* BEGIN *

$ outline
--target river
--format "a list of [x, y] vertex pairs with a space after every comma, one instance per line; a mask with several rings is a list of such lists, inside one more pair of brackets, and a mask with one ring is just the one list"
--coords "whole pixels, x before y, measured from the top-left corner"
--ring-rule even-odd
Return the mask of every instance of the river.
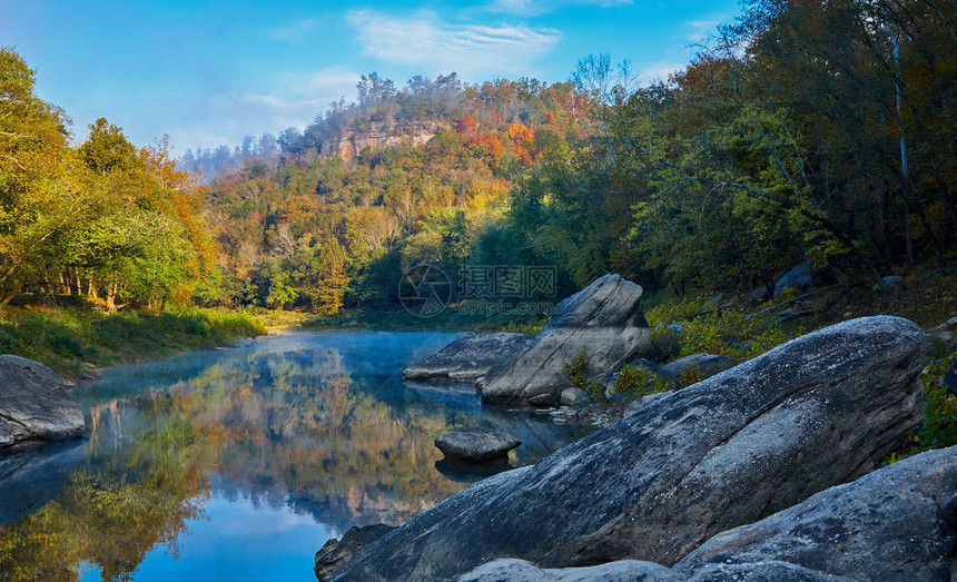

* END *

## Your instructions
Return every row above word for word, leaving out the pictures.

## Output for this exercise
$ outline
--target river
--format "a list of [x, y] vertex pairs with a space after every comma, one instance per line; a mask with several rings is a list of such lists, inside one more pair of brackets, and a mask with one ring is just the one list"
--coords "whole pixels, x before y, measured from the top-left corner"
--ring-rule even-odd
Return the mask of every instance of the river.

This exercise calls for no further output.